:: Problem description ::
Return each line below that contains the word "arched", copying every such line in full and without changes.

-- BEGIN Dataset entries --

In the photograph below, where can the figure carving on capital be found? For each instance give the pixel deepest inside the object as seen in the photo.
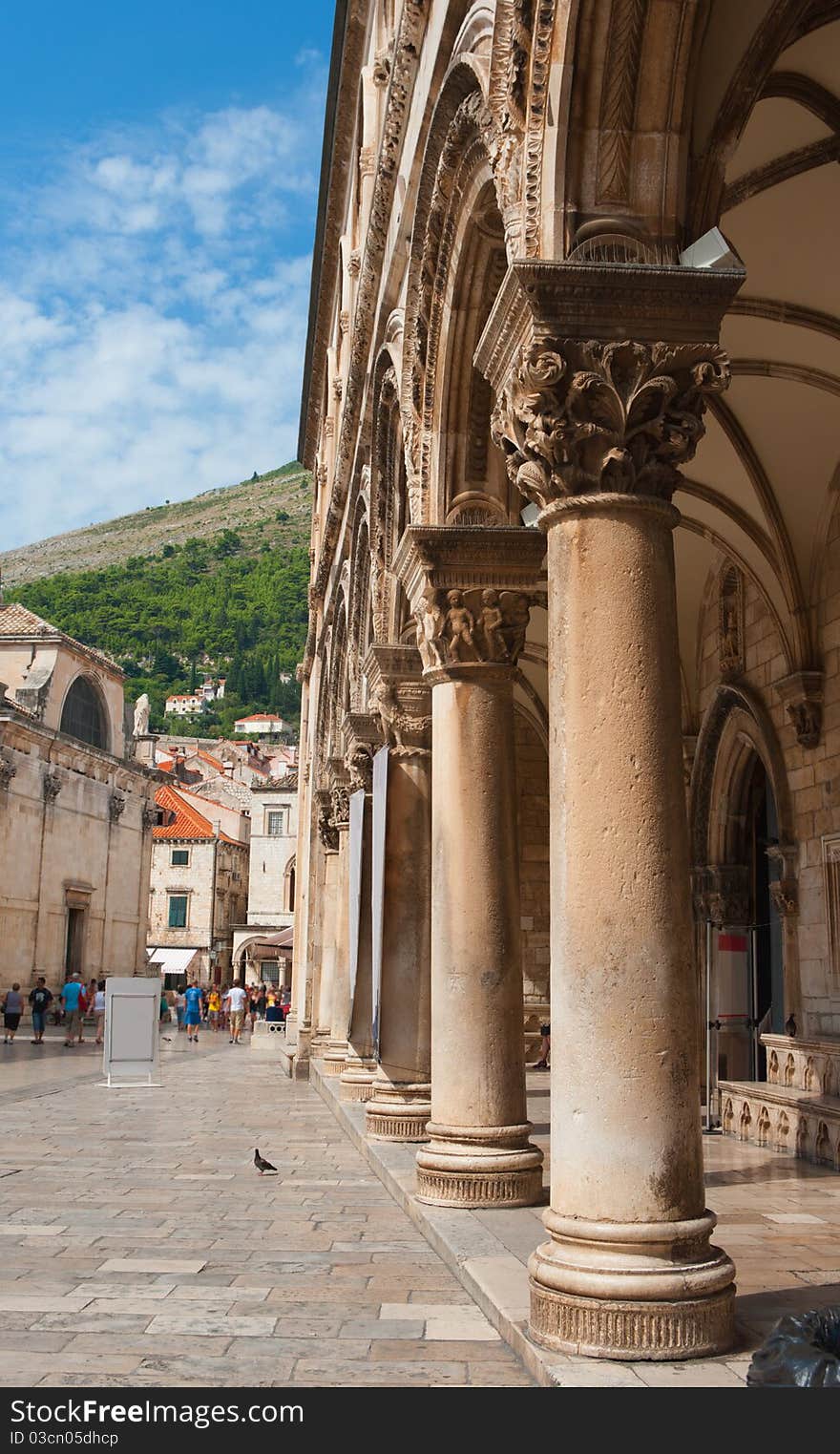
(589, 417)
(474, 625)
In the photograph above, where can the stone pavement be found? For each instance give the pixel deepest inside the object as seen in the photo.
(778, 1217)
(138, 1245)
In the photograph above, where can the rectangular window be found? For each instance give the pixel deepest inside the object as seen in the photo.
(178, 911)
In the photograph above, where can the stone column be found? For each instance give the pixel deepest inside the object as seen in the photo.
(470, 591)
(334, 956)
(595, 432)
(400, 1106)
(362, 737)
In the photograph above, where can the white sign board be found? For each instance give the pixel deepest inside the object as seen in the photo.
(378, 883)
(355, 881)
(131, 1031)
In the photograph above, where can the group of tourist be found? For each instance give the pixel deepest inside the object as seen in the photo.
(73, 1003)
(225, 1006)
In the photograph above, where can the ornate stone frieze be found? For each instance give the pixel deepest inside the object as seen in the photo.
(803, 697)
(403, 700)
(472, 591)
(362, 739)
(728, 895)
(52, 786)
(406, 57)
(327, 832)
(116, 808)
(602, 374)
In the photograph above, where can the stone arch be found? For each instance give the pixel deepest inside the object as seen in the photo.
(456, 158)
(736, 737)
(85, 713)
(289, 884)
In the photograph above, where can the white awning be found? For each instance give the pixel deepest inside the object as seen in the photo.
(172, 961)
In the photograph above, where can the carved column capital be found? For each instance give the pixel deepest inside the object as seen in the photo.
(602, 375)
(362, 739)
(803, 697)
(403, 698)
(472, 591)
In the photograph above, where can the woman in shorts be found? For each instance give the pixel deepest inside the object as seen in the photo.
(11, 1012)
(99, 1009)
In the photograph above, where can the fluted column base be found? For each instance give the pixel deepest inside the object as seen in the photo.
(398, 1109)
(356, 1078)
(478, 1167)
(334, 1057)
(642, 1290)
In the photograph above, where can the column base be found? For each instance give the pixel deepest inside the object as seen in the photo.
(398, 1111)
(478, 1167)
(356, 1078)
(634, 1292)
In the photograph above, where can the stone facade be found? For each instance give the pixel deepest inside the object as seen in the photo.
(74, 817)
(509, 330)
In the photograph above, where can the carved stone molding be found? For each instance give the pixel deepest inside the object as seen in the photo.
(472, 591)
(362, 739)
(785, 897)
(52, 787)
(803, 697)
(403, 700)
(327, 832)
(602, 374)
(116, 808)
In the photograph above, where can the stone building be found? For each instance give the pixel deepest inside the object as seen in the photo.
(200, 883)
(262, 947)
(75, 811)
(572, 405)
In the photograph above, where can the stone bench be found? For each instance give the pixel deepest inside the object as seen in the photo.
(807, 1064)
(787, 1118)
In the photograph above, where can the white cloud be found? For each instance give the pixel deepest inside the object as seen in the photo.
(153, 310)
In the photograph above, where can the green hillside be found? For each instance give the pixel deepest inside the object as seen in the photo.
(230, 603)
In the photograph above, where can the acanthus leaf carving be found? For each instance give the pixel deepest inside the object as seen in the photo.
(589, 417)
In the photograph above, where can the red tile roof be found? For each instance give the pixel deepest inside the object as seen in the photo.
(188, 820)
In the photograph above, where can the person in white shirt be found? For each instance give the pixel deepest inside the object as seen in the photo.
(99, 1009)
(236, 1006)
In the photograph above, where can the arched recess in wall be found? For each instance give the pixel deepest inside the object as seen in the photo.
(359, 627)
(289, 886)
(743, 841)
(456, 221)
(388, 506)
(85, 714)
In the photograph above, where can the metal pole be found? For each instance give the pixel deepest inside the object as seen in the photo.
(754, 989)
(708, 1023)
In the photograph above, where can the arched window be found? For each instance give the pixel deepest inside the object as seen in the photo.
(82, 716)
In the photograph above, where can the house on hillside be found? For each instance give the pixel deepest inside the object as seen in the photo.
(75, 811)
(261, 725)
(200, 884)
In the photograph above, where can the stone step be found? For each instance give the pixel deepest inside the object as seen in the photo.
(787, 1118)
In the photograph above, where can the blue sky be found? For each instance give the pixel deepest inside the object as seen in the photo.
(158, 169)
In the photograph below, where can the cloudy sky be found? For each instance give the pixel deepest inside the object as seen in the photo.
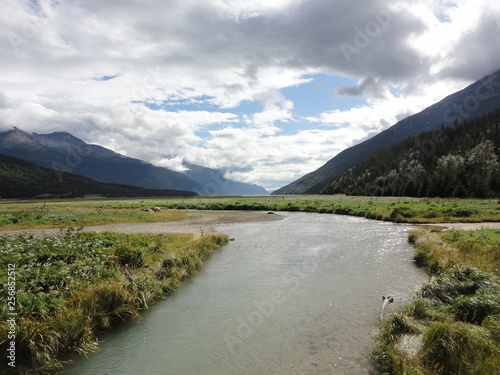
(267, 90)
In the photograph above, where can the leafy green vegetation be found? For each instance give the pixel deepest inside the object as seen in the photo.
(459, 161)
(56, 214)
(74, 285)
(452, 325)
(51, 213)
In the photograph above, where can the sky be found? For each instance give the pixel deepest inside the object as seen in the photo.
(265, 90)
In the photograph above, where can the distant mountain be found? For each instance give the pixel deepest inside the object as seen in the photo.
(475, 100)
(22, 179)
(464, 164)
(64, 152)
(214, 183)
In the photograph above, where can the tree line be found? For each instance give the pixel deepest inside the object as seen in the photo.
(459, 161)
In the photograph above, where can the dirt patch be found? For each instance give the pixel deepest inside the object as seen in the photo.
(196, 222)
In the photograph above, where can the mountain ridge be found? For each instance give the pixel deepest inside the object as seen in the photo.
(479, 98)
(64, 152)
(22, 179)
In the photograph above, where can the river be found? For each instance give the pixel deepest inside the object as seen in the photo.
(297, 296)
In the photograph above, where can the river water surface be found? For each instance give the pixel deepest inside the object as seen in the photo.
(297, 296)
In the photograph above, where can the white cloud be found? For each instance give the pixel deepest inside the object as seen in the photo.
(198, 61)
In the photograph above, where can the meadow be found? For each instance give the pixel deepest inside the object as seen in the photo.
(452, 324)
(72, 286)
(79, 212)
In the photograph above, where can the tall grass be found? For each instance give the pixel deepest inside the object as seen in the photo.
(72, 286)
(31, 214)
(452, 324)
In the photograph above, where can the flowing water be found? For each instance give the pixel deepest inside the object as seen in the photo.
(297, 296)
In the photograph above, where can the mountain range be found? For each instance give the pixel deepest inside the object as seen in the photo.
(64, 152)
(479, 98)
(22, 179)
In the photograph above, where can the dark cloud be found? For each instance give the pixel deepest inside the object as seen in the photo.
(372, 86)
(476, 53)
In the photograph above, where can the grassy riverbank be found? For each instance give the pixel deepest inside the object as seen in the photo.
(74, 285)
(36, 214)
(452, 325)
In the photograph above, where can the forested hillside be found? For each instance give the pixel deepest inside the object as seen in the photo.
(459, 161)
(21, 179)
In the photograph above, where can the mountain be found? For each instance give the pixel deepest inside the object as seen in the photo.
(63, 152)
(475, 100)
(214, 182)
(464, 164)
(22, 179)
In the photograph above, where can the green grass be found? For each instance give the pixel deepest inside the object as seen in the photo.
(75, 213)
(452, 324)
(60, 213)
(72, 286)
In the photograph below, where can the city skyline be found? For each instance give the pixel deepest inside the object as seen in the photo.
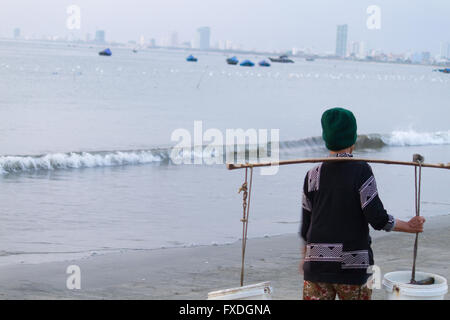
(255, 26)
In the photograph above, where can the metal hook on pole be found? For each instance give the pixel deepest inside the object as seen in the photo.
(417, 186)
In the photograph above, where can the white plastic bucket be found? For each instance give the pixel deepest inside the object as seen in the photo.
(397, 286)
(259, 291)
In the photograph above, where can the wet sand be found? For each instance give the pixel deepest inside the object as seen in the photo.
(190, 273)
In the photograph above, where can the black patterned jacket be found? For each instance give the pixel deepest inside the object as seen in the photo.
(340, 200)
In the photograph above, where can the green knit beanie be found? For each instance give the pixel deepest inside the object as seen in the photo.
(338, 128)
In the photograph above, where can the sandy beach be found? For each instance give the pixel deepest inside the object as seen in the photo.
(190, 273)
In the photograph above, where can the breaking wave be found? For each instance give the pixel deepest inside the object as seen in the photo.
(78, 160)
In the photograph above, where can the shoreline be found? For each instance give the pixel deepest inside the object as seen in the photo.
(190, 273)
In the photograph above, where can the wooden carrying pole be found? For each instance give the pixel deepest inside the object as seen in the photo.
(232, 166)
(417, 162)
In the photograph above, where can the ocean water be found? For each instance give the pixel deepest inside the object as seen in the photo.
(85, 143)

-- END Dataset entries --
-- BEGIN Dataset entries --

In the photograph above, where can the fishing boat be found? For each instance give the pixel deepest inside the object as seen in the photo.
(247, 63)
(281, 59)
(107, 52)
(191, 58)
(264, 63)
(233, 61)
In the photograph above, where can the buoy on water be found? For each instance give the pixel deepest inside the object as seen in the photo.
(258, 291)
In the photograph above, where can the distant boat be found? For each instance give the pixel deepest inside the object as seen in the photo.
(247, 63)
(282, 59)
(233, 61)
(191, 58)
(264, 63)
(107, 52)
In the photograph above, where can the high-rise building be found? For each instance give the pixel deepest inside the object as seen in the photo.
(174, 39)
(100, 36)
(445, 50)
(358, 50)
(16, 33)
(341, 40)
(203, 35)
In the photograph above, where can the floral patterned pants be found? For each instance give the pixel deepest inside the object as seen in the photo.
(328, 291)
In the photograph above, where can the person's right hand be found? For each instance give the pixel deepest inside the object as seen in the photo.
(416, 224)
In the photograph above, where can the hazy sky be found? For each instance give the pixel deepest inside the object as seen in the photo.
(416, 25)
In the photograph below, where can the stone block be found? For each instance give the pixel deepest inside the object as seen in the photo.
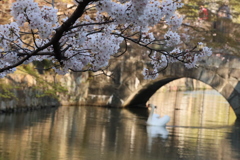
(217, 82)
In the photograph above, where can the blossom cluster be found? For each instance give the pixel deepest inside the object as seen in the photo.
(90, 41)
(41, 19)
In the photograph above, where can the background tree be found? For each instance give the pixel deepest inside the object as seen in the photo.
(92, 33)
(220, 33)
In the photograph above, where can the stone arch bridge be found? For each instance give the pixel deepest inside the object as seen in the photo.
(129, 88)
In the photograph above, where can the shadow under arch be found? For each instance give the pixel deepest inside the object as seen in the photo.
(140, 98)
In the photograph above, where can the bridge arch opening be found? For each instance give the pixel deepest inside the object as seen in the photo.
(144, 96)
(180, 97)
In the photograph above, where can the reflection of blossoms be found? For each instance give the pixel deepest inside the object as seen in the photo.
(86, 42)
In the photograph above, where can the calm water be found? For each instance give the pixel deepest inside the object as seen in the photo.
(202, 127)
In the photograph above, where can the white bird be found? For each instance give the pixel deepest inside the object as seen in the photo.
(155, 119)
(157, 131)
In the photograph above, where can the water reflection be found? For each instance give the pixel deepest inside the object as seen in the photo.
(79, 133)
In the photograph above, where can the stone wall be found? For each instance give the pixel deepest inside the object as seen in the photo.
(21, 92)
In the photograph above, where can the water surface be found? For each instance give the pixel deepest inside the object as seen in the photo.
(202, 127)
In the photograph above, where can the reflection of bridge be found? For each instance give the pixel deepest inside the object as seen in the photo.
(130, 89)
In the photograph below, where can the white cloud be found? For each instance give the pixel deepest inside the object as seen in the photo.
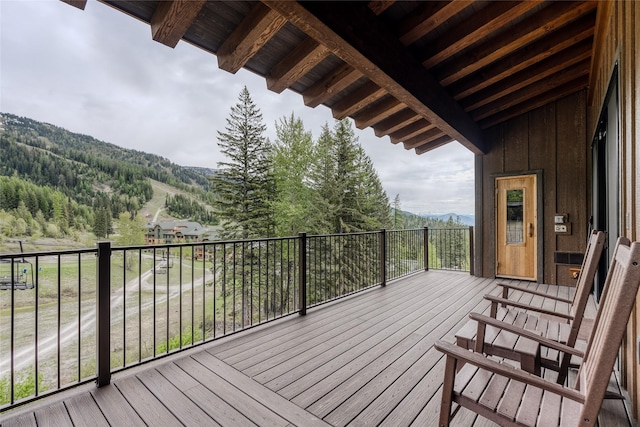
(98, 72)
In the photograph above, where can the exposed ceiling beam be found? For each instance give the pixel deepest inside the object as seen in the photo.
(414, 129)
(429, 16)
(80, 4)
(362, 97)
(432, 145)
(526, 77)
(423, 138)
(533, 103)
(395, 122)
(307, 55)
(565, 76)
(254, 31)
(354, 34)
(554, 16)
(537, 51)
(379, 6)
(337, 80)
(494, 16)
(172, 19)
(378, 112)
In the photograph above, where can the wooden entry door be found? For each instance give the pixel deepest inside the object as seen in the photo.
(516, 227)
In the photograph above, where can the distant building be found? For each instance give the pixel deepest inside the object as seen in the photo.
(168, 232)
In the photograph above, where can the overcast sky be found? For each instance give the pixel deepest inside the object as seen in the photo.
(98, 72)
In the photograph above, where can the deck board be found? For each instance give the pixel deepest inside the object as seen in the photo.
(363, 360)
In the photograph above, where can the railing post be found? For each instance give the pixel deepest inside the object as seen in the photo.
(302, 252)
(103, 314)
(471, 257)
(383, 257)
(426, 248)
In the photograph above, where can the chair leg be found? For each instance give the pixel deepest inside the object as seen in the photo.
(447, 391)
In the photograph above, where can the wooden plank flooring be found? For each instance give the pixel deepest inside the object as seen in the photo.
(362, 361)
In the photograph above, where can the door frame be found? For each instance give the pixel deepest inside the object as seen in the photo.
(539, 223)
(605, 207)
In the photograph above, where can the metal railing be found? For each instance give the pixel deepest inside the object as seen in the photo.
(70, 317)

-- END Dataset entries --

:: Output for this task ::
In the photograph above, where can the arched recess in wall be found? For each instance give the pixel deepest inside the object as seen in the photo.
In the photograph above, where can the arched window be found? For each instance give the pixel deepest inside the object as seen in the photo.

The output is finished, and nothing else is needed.